** Document segment **
— START —

Polygeist
Polygeist copied to clipboard
Add support for splitting if's with barriers in parallel ops without interchanging them
This pr adds two new ways to handle ifs with barriers in parallel regions.
This is the current way it is done:
parallel {
A()
if {
B()
barrier
C()
}
D()
}
->
parallel {
A()
}
if {
parallel {
B()
}
parallel {
C()
}
}
parallel {
D()
}
The first one allows ifs with directly nested barriers to be split at the barrier without the need to split them off with barriers and interchange them with the parallel op as such:
parallel {
A()
if {
B()
barrier
C()
}
D()
}
->
parallel {
A()
if {
B()
}
}
parallel {
if {
C()
}
D()
}
This should hopefully improve performance since it keeps A, B and C,D in the same parallel region.
The second one joins the appropriate blocks for the two cases where the if condition evaluates to true or false
parallel {
A()
if {
B()
barrier
C()
}
D()
}
->
if {
parallel {
A()
B()
}
parallel {
C()
D()
}
} else {
parallel {
A()
D()
}
}
This allows us to get rid of the branch in the parallel at the cost of increased code size. This second way actually makes the code size explode exponentially wrt the number of barriers so it might only have limited use with the help of some heuristics (not yet implemented) to decide when to use it.
Can this not alternatively become the following, avoiding code duplication?
parallel {
A()
if {
B()
}
}
parallel {
if {
C()
}
D()
}
One can choose between
parallel {
A()
if {
B()
}
}
parallel {
if {
C()
}
D()
}
and
if {
parallel {
A()
B()
}
parallel {
C()
D()
}
} else {
parallel {
A()
D()
}
}
by specifying --cpuify="distribute.ifsplit"
or --cpuify="distribute.ifhoist"
respectively
(the default is still the original old way)
Both of the new ways result in close to no overall performance difference on all of rodinia combined, with individual benchmark speedups seemingly ranging from -7% to +4% and -2% to +2% respectively compared to the current transformation. (some of it could be attributed to randomness)

— END —

** Source excerpt **
— START —

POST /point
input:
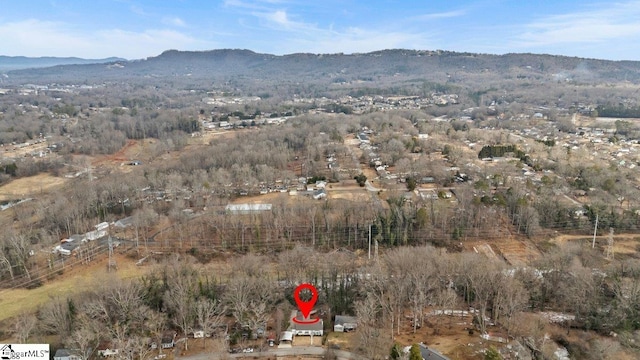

— END —

** Exercise instructions **
1 – Answer each question from the Polygeist pull request, one line per answer.
(a) Which option selects the transformation that splits the if at the barrier without interchanging it with the parallel op?
(b) Which way of handling ifs with barriers is still the default?
(c) What range of individual benchmark speedups is reported for the second new way, compared to the current transformation?
2 – List every function call inside the original parallel region, the code before the arrow in each example of the Polygeist pull request.

** Task answers **
1 –
(a) --cpuify="distribute.ifsplit"
(b) The original old way.
(c) -2% to +2%.

2 – A(), B(), C(), D()